» **WHAT TO PRODUCE**
Reproduce word for word the data lines that begin at the line containing "of the trolleybus" and run through the final line of the data.

» **GIVEN DATA**
>> BEGIN

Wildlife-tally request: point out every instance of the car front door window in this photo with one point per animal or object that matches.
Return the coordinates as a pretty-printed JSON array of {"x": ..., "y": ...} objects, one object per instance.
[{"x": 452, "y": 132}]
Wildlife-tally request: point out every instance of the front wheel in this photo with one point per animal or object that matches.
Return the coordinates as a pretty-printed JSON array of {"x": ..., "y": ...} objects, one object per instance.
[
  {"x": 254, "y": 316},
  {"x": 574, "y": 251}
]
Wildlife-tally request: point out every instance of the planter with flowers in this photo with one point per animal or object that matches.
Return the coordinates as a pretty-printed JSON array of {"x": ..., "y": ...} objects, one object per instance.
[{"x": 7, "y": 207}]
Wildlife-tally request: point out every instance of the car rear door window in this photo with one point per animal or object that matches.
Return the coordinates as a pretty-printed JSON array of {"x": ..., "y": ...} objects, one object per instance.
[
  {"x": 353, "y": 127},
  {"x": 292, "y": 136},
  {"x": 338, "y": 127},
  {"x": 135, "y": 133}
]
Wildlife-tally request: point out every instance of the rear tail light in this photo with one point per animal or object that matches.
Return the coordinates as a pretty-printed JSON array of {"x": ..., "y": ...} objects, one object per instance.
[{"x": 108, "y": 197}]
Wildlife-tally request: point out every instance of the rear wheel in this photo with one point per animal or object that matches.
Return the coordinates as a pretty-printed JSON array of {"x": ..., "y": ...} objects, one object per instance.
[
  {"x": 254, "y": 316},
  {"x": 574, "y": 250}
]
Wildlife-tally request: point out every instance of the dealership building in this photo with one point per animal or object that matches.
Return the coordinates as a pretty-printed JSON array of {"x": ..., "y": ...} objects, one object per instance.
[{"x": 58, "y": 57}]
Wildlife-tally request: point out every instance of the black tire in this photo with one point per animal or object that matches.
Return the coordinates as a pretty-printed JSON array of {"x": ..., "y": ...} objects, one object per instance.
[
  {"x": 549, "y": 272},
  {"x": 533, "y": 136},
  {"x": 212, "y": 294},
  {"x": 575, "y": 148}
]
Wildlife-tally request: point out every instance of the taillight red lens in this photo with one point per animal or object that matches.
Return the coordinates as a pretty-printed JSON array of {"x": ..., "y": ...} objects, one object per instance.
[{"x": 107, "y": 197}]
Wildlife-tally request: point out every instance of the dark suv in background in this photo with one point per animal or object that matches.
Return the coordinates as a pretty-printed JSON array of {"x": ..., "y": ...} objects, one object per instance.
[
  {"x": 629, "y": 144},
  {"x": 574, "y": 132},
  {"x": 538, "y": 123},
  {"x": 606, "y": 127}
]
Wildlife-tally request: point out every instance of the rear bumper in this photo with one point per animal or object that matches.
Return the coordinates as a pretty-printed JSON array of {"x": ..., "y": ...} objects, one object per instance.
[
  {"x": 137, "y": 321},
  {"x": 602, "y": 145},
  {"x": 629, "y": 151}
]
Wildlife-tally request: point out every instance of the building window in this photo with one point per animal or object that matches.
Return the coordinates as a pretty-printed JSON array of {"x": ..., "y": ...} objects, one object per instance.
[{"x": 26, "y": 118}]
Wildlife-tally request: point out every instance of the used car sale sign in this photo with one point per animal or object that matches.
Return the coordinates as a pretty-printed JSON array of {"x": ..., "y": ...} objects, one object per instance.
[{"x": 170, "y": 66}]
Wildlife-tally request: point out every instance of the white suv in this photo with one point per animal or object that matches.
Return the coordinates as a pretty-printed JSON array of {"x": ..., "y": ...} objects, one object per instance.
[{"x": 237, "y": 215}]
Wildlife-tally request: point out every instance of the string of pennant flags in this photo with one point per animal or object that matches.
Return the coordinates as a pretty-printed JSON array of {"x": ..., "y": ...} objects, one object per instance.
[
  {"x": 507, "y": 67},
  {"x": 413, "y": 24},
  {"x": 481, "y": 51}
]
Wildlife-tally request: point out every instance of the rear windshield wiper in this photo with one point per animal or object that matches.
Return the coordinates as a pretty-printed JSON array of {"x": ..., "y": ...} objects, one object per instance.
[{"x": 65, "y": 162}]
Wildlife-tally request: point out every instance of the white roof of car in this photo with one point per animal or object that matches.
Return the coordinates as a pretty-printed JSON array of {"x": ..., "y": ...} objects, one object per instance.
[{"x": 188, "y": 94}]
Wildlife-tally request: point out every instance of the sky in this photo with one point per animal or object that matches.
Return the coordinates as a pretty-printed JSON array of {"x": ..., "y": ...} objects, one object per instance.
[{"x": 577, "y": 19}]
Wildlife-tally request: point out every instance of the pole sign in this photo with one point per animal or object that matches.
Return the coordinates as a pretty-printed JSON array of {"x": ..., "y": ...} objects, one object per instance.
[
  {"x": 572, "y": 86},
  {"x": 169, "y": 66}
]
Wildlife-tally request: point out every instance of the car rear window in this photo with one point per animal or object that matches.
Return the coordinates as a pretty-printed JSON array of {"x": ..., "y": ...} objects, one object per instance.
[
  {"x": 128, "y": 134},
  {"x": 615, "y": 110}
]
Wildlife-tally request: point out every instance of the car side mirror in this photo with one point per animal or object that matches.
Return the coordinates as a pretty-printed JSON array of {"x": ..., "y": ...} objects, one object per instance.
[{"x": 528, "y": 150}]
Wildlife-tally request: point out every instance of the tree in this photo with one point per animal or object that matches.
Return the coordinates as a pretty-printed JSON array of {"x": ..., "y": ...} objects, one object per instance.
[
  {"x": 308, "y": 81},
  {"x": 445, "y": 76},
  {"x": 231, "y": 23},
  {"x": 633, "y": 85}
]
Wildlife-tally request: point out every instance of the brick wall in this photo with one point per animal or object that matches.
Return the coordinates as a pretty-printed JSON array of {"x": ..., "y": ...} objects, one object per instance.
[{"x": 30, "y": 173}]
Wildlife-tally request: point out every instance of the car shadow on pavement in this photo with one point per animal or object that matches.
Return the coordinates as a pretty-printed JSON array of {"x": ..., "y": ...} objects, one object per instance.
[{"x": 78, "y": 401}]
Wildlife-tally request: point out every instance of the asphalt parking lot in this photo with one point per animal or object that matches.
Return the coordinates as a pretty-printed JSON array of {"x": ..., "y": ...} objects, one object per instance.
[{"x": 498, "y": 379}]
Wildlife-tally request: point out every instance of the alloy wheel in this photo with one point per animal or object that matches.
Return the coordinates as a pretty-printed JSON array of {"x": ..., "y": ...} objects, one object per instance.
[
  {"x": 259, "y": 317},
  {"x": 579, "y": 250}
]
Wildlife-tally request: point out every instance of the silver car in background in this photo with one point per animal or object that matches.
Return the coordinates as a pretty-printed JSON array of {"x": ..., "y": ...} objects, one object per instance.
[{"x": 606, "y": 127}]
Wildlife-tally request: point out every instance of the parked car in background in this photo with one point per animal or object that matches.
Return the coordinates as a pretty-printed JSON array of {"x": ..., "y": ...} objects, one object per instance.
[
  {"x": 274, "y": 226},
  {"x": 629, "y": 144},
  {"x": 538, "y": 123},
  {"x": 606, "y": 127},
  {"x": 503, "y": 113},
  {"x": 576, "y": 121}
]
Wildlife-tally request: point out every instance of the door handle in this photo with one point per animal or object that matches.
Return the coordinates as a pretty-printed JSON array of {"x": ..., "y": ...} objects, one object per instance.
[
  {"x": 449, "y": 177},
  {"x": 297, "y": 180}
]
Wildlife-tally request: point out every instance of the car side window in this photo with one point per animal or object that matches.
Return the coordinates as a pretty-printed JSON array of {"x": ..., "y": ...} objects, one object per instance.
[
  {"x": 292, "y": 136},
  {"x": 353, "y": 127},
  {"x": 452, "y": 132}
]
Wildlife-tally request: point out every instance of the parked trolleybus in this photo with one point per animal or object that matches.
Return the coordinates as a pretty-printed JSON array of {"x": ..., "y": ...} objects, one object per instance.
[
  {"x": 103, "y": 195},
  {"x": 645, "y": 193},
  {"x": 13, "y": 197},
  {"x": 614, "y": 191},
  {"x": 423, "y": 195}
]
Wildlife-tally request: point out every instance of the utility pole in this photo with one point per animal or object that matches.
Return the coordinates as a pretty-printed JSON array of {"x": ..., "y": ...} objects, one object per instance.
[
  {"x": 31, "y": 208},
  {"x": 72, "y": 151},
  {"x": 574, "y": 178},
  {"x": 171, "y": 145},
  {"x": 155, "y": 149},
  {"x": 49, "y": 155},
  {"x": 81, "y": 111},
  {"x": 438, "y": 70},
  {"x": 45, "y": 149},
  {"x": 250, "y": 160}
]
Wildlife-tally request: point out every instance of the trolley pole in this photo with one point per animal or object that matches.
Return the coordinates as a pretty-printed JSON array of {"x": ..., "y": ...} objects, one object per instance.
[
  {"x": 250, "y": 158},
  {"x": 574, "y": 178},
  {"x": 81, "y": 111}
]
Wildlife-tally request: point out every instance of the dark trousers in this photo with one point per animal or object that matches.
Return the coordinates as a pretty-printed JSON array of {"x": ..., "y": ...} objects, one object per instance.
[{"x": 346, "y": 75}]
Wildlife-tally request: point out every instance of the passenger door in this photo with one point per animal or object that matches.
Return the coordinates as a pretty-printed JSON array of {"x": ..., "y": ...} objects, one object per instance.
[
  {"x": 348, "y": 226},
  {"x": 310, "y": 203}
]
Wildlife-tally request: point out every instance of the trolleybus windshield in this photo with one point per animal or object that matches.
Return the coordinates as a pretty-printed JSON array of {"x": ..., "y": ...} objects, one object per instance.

>> END

» **REPLY TO THE EXERCISE**
Wildlife-tally request: point out every instance of the trolleybus windshield in this photo with one point per animal or object that matches.
Return the coordinates as a pretty-printed JSON array of {"x": ..., "y": ...} objects, one object per instance.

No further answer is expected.